Given instruction: Identify each line of the material below that contains the word "flower" and copy it out in full. Case counts, so match capitalization.

╭──

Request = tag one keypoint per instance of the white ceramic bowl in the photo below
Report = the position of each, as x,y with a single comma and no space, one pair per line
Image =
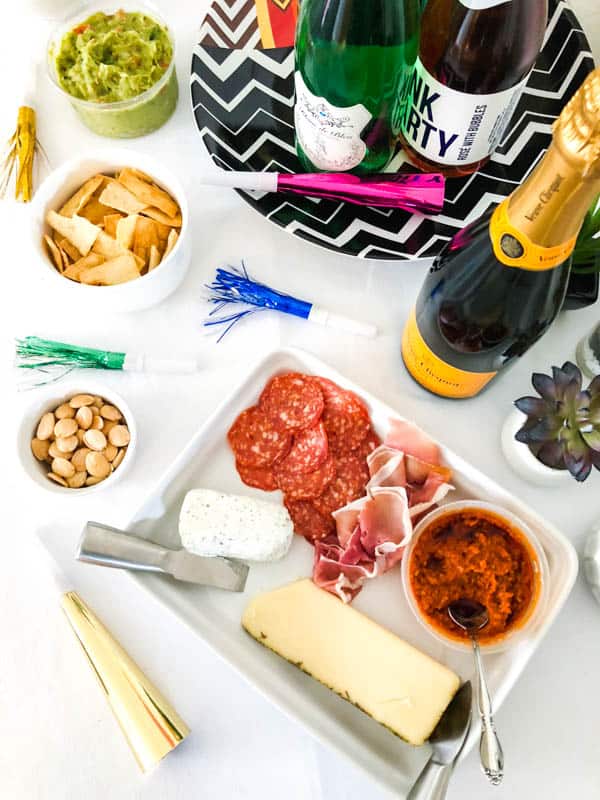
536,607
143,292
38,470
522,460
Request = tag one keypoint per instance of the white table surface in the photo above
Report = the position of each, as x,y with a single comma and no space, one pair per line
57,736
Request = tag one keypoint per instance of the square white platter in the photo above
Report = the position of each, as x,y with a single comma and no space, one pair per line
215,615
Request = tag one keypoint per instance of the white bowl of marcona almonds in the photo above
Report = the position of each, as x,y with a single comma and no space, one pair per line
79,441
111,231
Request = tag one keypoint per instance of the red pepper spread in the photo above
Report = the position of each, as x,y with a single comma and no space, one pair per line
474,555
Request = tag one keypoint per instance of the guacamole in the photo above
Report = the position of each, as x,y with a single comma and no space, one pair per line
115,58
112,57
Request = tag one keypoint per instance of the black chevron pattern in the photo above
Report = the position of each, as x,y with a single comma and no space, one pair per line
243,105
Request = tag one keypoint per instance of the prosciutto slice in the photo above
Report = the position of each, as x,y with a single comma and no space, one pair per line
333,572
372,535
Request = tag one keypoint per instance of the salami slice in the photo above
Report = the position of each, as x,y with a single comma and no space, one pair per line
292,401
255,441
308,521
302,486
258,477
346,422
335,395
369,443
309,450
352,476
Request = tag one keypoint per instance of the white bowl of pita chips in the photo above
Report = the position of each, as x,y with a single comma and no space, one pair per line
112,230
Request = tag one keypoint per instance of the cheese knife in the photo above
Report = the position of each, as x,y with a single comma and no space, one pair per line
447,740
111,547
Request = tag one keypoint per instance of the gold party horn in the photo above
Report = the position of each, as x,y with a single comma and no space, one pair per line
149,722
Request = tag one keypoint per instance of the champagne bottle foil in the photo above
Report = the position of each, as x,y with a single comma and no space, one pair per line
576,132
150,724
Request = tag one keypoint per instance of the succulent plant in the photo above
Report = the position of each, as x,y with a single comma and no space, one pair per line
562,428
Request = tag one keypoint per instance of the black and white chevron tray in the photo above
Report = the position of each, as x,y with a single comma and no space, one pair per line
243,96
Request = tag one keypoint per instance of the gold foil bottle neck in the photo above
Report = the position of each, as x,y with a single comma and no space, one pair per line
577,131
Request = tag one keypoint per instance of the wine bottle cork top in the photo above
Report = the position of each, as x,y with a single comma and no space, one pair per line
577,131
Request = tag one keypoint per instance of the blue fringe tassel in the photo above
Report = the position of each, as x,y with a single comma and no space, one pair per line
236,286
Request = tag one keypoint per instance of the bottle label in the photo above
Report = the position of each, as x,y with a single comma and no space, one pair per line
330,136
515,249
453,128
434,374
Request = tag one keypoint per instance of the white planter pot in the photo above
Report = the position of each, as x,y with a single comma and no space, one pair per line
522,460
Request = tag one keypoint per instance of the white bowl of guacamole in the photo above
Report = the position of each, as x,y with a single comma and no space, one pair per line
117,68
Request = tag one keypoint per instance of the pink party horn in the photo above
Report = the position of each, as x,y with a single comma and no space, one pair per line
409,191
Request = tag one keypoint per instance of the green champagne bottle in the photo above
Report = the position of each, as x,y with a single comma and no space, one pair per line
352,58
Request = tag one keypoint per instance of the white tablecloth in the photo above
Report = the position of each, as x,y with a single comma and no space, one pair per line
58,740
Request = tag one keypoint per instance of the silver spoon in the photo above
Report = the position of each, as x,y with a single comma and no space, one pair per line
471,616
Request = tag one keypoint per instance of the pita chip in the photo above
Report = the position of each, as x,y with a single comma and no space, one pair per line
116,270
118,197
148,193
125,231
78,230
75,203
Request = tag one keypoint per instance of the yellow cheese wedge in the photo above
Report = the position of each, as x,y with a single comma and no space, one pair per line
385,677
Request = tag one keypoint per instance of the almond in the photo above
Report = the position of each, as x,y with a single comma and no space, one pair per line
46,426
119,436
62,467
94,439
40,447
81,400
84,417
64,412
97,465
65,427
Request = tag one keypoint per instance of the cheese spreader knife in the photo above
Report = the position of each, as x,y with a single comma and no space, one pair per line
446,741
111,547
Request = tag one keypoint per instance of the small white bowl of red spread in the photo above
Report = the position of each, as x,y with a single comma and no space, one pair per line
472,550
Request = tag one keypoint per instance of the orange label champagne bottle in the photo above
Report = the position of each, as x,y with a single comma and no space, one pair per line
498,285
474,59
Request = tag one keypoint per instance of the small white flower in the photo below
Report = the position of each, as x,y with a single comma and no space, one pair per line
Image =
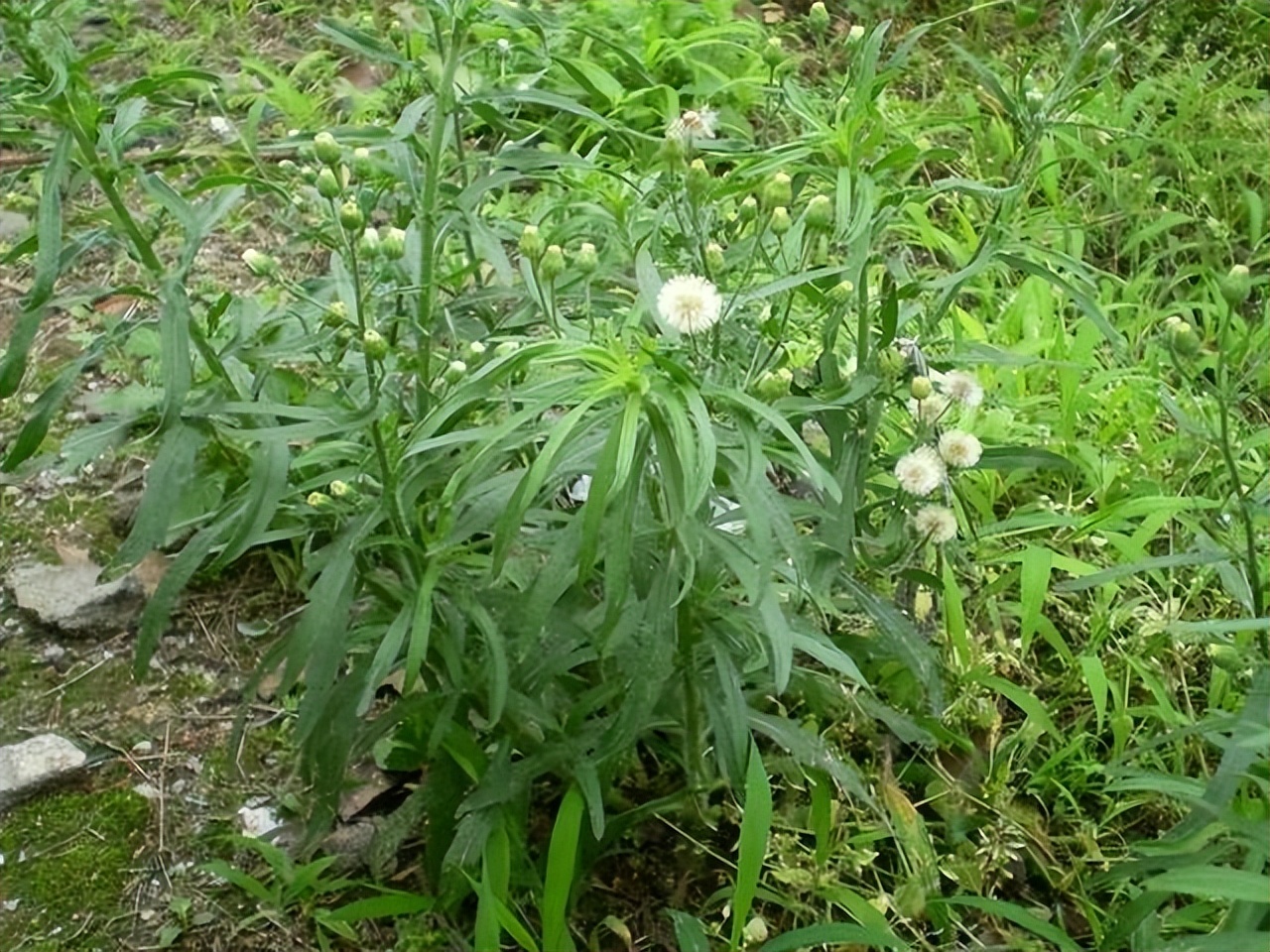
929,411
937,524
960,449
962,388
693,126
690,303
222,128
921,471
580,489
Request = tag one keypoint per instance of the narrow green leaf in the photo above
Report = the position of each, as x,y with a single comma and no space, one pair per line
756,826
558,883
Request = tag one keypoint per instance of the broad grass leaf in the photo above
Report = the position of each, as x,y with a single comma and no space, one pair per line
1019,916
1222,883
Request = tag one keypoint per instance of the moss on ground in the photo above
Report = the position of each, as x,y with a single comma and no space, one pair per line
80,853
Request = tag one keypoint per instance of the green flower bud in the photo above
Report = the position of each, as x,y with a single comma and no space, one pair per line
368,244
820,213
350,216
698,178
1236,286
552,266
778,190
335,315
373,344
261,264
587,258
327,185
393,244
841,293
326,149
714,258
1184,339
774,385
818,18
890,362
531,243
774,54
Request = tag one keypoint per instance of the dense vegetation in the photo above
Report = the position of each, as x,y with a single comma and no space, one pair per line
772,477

╰──
╭──

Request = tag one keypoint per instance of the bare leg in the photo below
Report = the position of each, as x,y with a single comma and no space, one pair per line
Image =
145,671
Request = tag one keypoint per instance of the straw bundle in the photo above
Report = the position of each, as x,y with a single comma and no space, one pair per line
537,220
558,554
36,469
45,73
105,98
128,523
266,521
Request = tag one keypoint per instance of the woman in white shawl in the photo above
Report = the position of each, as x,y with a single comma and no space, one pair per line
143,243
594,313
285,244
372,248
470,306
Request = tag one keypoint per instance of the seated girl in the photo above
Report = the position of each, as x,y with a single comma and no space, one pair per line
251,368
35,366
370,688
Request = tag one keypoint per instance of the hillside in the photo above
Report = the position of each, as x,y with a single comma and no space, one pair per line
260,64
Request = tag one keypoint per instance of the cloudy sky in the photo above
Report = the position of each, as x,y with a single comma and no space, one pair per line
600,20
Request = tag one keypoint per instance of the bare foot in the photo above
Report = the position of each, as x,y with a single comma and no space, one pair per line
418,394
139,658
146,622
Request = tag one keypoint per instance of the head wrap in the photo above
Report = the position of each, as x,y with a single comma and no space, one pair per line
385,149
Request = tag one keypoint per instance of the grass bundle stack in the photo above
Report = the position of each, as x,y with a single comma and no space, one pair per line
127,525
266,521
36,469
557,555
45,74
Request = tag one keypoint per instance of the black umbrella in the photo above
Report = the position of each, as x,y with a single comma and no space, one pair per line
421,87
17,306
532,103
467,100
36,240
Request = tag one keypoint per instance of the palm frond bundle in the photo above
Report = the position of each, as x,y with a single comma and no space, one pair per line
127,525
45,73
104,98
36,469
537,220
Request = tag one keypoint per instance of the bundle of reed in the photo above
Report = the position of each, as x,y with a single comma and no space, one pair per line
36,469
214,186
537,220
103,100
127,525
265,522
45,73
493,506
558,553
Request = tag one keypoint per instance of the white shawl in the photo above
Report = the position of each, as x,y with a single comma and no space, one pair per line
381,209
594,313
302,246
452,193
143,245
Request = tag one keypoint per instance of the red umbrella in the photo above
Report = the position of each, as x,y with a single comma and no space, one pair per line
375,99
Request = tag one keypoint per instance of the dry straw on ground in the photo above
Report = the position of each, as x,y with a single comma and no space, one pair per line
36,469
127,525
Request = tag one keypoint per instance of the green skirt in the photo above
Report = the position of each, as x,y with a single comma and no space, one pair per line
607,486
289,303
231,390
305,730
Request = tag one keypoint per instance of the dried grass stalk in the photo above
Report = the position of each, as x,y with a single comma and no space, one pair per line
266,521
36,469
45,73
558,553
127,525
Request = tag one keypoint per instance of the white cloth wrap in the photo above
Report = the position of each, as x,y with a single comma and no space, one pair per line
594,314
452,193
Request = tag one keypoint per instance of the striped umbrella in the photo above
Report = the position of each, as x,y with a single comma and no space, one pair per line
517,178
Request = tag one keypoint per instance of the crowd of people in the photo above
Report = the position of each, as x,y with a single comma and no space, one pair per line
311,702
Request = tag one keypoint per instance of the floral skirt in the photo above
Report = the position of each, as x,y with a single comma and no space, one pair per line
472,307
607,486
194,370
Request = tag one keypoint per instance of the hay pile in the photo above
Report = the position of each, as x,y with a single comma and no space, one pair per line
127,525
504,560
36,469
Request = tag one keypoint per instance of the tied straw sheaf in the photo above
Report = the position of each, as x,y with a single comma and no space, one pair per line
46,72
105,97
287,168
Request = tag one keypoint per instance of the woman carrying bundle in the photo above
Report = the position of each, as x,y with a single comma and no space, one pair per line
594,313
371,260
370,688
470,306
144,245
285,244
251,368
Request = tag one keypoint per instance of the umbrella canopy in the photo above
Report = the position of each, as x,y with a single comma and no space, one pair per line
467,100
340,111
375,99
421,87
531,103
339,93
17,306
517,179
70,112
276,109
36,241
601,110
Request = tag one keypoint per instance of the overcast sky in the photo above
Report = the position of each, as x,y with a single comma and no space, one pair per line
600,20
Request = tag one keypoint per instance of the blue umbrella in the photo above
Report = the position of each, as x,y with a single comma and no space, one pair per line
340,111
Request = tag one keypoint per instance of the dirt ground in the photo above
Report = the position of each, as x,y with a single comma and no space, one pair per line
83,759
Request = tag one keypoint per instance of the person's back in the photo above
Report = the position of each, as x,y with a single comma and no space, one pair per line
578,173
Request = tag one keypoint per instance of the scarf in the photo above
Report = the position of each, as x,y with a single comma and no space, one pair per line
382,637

╰──

Correct result:
Request = tag one keypoint per instance of the small white flower in the photo below
Request = tag one keypoint per instance of the green flower bud in the photo above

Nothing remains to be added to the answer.